● **EXCERPT**
Molecular Biology of Depression

October 1, 2015 · Posted in Neurobiology, Risk Factors · Comment 

molecular biology of depressionDysregulation of the brain in early life can have lasting effects, and the effects of stress and depression can also accumulate. At the 2015 meeting of the Society of Biological Psychiatry, researcher Huda Akil explained that behavioral pathology can “take on a life of its own, leading to deteriorating course of illness and treatment resistance.” She illustrated how preclinical work in animals can help clarify the molecular biology of depression and develop new targets for therapeutics.

Early Life Experiences are Key

Akil discuss studies of rodents in which she used new molecular genetic techniques to increase the number of glucocorticoid receptors in the hippocampus early in life (prior to weaning). Glucocorticoid receptors mediate the effects of the stress hormone cortisol in people and corticosterone in rodents. More receptors help shut off cortisol secretion after a stressful event. People with post-traumatic stress disorder (PTSD) have high levels of glucocorticoid receptors while people with depression have low levels, leading to over-secretion of cortisol in depression.

The increased glucocorticoid receptors led to a long-term increase in anxiety behaviors and response to stimulants. When Akil carried out the same manipulation on rats that had already been weaned, it had no long-lasting effects, showing that there is a vulnerability window for some long-lasting effects on behavior.

[Data items]
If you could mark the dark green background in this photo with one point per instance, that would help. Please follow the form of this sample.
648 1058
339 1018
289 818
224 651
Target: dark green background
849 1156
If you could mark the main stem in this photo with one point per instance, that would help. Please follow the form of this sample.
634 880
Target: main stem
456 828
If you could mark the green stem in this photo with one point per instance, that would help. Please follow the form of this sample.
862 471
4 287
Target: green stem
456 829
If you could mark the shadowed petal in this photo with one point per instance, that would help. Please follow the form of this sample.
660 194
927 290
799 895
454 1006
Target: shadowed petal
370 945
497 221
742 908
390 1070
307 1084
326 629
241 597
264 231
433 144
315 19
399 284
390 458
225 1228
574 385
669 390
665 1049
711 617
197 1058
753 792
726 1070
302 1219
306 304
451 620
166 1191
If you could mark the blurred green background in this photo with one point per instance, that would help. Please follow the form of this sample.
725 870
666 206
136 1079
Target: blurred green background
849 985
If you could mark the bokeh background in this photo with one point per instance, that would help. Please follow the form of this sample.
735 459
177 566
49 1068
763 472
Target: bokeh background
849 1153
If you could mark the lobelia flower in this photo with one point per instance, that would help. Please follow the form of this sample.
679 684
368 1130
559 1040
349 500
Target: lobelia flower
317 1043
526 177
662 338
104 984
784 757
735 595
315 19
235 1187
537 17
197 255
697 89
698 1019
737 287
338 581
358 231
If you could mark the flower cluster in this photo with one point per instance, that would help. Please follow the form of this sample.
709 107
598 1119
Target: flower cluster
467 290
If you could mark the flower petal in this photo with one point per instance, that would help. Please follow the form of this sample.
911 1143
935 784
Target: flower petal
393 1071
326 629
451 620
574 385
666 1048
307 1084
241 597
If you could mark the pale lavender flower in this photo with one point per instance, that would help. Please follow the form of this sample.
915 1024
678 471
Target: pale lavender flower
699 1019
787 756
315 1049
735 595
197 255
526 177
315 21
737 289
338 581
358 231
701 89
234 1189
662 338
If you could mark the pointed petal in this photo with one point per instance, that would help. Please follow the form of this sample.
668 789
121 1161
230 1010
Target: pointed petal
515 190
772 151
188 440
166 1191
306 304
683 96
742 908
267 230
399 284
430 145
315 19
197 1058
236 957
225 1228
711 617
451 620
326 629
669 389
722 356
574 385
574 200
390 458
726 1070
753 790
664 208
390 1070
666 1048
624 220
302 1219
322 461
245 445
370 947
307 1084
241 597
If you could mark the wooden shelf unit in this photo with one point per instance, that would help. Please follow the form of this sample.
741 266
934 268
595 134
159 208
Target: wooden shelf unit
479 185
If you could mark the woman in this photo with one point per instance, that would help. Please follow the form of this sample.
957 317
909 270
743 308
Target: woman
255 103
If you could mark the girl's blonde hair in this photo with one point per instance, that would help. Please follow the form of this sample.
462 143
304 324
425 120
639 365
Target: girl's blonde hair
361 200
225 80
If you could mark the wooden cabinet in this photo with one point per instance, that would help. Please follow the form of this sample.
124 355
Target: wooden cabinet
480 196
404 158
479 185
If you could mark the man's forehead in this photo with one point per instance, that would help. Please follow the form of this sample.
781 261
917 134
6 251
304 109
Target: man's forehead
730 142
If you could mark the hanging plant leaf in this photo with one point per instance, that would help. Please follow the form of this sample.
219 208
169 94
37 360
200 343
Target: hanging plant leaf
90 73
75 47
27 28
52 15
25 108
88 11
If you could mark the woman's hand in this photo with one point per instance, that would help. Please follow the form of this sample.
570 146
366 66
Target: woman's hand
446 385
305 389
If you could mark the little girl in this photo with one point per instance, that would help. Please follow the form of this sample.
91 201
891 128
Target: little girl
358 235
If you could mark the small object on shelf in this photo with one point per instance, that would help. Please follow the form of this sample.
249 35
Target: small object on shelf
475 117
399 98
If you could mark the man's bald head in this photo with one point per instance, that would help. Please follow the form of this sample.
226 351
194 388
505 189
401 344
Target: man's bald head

● **TASK ITEM**
Continue the text on the molecular biology of depression from its last paragraph, keeping to its formal reporting style.

● **ANSWER SECTION**
CLOCK Genes and Circadian Rhythms

Akil also studied CLOCK genes in rodents. These genes, including BMAL-1, Per 1, Per 2, and Per3, play a role in circadian rhythms, and their transcription induces these 24-hour cycles. In rodents who were induced into a depression-like state, the CLOCK genes were dysregulated and did not correspond to normal circadian rhythms. These data show that depressive states can induce changes in CLOCK genes and circadian rhythms. Others have shown the converse, that abnormal CLOCK genes can induce behavioral abnormalities including mania-like behaviors.

Fibroblast Growth Factor

Levels of fibroblast growth factor 2 (FGF2) in the hippocampus are low in people with depression. In rodents, FGF2 inhibits anxiety. Decreases in FGF2 are seen in the hippocampus of animals in a depression-like state following repeated defeat by a larger animal. It appears that FGF2 is an endogenous antidepressant (i.e. one that is produced by the brain). When the rodent brain is manipulated to eliminate FGF2, the animals become anxious.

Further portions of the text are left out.